For this exercise, output the line containing "Practice step: put one dot on the green crop" and every line after it through the end of the records, exactly, and no other line.

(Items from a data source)
● ● ●

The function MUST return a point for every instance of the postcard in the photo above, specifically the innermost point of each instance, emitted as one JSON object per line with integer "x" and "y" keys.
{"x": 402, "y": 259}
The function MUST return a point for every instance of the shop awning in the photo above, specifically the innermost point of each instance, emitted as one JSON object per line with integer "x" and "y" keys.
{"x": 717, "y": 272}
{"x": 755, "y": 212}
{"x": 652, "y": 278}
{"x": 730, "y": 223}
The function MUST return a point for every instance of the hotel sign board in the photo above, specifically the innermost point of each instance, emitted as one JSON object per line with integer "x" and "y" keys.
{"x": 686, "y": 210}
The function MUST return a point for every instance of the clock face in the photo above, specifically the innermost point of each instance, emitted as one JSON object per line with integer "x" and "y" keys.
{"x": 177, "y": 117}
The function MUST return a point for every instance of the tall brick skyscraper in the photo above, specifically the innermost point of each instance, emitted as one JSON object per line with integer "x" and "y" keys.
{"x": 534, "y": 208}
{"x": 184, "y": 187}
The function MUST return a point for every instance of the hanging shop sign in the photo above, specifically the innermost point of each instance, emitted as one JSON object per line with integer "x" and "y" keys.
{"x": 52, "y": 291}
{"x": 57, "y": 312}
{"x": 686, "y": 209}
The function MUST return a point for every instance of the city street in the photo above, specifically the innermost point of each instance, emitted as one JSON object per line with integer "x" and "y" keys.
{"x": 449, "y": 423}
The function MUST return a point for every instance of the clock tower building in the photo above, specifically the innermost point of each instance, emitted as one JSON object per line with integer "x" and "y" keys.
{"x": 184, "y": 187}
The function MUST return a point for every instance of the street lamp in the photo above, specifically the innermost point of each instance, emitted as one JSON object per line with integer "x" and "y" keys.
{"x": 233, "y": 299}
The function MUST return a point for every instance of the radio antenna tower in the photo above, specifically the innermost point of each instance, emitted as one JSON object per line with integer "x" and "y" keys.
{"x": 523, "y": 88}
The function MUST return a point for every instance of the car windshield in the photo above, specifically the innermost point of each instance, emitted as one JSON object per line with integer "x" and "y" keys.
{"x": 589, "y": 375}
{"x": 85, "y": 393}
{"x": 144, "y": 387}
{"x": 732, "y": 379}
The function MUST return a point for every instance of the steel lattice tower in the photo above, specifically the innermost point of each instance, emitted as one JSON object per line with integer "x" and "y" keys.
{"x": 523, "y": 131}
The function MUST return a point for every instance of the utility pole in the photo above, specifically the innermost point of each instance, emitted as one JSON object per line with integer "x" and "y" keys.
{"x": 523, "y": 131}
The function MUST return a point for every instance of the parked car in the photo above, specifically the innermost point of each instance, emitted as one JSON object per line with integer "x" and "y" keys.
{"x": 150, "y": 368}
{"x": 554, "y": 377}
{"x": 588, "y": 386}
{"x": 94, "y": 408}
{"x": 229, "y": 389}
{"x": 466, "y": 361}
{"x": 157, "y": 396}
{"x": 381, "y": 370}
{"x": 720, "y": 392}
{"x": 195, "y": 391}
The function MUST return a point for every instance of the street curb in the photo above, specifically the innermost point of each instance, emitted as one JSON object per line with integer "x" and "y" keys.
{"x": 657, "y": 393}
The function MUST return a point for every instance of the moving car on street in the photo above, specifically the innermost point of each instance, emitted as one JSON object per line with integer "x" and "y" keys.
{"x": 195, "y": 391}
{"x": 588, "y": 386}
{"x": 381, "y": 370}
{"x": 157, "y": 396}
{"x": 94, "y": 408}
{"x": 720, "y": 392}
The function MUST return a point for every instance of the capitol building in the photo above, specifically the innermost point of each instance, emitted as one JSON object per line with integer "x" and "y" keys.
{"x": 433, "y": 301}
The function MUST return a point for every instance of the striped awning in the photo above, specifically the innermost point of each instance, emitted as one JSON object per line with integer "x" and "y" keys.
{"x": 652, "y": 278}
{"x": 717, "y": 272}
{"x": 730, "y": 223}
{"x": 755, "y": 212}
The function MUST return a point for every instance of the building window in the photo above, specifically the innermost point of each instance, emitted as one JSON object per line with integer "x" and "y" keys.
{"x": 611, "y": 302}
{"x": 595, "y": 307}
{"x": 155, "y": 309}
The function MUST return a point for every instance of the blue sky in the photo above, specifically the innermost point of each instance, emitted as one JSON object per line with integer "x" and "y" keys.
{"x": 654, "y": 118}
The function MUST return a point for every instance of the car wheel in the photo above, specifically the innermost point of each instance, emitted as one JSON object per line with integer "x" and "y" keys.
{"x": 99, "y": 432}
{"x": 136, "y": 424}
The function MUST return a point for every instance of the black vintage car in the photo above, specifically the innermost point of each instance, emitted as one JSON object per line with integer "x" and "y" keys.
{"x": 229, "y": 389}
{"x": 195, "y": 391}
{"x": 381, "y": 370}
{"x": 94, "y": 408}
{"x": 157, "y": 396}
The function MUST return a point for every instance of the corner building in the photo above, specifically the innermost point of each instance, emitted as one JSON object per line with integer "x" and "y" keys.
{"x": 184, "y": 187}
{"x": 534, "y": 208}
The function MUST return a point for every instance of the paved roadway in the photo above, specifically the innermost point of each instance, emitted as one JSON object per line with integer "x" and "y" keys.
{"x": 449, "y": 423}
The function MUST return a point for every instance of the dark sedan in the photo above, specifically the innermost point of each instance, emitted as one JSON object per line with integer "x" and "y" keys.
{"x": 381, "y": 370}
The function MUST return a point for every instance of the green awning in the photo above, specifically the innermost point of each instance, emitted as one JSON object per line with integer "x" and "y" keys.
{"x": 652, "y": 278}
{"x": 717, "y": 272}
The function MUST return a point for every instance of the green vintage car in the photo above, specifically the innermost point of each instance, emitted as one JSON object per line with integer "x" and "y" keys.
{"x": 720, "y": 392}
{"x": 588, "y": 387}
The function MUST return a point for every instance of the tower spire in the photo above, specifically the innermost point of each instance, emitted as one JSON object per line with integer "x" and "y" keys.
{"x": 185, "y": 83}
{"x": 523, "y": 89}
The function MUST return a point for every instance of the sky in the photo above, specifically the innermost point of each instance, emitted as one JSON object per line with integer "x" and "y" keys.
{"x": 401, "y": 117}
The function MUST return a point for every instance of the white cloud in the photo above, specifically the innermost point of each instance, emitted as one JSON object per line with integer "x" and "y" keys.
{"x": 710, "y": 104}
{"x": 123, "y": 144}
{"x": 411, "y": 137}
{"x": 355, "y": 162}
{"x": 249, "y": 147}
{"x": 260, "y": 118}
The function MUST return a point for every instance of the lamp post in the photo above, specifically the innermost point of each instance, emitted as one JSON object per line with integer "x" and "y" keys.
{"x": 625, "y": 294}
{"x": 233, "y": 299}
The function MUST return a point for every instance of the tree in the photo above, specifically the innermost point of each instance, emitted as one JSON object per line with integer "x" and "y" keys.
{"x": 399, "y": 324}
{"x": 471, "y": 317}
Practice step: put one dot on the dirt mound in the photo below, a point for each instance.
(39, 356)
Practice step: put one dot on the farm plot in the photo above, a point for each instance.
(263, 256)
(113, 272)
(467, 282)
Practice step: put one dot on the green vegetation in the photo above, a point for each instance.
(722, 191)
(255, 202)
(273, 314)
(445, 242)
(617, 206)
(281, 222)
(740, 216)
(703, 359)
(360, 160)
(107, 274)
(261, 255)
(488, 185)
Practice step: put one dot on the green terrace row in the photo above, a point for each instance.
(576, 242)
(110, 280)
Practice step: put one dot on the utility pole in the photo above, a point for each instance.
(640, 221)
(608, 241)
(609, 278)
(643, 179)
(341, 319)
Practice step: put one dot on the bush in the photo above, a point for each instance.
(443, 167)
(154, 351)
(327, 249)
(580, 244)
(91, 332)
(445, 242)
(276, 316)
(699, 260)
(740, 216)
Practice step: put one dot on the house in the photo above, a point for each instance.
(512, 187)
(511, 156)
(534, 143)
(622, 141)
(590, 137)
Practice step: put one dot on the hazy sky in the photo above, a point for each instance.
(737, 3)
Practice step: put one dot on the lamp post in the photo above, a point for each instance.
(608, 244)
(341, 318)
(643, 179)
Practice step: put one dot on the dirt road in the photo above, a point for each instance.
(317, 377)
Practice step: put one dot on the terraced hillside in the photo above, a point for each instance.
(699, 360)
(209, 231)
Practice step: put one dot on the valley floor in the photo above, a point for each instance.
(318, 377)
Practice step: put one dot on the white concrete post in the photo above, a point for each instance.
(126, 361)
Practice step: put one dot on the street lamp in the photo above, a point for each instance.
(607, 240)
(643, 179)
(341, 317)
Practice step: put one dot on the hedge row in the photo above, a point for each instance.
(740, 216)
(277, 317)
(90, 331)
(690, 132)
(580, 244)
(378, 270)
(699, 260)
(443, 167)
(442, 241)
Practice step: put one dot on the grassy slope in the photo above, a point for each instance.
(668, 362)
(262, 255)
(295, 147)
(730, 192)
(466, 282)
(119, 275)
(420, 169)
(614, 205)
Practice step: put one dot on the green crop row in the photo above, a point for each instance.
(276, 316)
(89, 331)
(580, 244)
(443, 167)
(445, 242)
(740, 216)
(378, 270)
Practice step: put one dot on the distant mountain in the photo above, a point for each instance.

● ● ●

> Answer below
Practice step: put one dot on the green crop row in the photo above, a point for each instance.
(276, 316)
(89, 331)
(580, 244)
(443, 167)
(445, 242)
(740, 216)
(378, 270)
Practice step: put one dot on the distant mountain in the photo above, a point for each instance.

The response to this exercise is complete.